• **INSTRUCTIONS TO FOLLOW**
Some of the lines below need repeating. Reproduce exactly those between the lines holding "find the goalie mask" and "find the dark helmet", inclusive.

◇ ◇ ◇

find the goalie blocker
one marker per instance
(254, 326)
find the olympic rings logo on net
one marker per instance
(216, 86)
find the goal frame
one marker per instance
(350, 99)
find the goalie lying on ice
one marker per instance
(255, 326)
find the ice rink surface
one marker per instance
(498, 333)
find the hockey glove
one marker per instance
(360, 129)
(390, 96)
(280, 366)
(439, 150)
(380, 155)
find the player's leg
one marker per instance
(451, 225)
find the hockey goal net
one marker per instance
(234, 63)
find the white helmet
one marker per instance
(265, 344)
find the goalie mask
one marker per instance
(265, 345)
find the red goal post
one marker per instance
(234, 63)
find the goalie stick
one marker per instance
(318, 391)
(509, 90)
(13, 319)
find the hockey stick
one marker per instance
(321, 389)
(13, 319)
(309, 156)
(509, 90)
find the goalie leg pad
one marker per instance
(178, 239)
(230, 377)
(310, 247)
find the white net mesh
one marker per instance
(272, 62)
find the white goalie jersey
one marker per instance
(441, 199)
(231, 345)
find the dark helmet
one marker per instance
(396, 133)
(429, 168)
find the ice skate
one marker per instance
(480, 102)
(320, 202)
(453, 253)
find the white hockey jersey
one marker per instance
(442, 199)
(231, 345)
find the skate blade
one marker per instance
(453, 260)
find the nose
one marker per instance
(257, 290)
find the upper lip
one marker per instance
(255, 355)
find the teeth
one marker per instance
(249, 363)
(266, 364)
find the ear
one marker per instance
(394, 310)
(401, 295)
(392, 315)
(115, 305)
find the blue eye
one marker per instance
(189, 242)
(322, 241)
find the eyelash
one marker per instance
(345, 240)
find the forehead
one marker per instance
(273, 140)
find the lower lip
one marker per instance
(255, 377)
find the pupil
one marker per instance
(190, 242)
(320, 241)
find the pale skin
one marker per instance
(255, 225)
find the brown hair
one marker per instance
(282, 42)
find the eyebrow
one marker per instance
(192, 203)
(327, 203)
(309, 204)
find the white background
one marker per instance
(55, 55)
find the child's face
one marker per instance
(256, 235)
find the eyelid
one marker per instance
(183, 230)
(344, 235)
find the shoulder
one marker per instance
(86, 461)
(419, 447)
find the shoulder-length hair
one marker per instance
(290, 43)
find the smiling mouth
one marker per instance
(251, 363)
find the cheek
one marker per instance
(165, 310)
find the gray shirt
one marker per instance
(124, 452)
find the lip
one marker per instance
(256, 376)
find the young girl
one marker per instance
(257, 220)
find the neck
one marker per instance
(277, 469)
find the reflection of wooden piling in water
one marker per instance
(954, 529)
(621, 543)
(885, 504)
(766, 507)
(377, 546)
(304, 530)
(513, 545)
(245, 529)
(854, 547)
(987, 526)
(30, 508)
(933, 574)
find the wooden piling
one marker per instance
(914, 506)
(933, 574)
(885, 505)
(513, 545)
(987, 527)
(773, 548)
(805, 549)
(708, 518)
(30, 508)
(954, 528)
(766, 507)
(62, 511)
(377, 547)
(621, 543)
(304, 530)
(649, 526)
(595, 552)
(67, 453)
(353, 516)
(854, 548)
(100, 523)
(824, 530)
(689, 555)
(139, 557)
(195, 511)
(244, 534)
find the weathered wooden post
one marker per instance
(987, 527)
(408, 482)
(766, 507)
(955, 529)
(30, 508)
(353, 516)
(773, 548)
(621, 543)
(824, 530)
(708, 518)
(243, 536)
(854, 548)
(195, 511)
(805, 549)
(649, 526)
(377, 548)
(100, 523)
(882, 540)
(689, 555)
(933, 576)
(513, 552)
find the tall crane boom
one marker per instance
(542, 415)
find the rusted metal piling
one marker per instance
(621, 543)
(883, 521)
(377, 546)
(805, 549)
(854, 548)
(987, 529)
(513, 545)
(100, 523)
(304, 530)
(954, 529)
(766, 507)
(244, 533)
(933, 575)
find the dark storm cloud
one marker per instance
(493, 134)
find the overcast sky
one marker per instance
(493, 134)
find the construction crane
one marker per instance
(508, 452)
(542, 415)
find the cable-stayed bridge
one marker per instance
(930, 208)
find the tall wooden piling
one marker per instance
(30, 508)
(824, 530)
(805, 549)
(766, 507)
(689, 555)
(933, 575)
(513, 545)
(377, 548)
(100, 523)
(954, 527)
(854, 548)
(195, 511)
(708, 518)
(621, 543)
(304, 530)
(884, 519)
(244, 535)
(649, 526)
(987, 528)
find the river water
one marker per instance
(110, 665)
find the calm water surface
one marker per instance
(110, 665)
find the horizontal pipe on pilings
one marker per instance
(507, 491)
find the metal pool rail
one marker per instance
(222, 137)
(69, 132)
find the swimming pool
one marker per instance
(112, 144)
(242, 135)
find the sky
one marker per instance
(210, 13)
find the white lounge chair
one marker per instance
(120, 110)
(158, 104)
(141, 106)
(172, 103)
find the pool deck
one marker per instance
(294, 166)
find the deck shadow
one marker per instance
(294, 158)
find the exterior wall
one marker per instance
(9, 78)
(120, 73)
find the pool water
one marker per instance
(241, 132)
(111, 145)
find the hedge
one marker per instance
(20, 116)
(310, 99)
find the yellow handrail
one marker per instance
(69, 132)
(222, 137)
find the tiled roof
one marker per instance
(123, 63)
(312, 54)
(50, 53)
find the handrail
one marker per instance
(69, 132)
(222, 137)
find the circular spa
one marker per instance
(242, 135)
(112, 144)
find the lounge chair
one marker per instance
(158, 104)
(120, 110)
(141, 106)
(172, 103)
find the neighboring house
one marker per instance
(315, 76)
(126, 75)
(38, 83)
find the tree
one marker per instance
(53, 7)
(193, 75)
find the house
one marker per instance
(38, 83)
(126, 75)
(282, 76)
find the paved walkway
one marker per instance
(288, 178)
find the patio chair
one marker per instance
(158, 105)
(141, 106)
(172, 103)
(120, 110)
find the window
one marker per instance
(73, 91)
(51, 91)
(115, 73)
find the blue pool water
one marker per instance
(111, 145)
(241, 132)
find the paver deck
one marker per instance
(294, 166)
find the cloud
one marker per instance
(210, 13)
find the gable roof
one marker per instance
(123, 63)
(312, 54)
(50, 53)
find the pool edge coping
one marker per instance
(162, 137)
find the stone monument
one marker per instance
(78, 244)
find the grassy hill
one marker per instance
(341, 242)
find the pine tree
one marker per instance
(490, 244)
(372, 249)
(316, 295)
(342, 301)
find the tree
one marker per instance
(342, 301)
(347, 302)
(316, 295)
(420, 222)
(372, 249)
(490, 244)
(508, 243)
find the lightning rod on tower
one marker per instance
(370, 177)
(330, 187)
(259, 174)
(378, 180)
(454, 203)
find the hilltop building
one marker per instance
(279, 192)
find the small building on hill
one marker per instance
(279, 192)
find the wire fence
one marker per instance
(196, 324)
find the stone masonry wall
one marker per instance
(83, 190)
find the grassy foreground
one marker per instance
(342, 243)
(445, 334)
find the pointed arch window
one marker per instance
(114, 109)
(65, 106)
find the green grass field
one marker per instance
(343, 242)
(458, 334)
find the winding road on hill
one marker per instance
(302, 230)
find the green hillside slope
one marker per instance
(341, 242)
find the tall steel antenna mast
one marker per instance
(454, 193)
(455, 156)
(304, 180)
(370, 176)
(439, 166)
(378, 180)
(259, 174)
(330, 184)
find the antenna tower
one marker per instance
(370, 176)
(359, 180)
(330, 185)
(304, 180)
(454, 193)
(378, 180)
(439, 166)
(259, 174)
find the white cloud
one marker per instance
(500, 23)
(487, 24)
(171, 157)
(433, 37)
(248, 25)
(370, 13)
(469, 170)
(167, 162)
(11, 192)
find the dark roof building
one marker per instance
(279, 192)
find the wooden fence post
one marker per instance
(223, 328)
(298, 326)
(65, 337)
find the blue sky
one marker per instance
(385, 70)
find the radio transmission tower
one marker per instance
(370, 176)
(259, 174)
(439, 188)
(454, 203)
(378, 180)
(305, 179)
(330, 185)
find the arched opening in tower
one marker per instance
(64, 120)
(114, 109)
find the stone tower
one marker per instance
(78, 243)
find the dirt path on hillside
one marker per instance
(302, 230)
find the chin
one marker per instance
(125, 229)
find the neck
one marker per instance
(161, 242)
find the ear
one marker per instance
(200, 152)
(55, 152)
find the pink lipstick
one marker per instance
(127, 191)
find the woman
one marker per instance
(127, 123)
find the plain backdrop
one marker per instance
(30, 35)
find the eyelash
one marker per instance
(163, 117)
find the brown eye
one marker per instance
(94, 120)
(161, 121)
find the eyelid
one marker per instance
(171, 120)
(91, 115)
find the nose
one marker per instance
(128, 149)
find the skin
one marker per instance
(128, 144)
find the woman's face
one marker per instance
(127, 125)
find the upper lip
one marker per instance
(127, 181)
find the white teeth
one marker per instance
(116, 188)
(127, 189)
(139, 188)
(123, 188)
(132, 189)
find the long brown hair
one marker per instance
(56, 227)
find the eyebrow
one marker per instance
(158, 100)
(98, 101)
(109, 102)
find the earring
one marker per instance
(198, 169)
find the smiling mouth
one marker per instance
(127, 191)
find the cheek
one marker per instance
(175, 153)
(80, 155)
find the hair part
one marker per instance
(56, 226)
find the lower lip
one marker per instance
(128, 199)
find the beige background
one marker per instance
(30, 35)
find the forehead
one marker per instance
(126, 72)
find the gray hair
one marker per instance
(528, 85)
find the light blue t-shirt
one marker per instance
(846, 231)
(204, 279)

◇ ◇ ◇

• **SOLUTION FOR THIS PROBLEM**
find the goalie mask
one marker per instance
(265, 345)
find the red goal post
one marker per instance
(234, 63)
find the goalie stick
one marker per instance
(318, 391)
(509, 90)
(13, 319)
find the hockey stick
one marker per instance
(321, 389)
(13, 319)
(309, 156)
(509, 90)
find the goalie leg pad
one marker per instance
(178, 239)
(230, 377)
(310, 247)
find the white net mesh
one marker per instance
(272, 62)
find the white goalie jersey
one marker per instance
(441, 199)
(231, 345)
find the dark helmet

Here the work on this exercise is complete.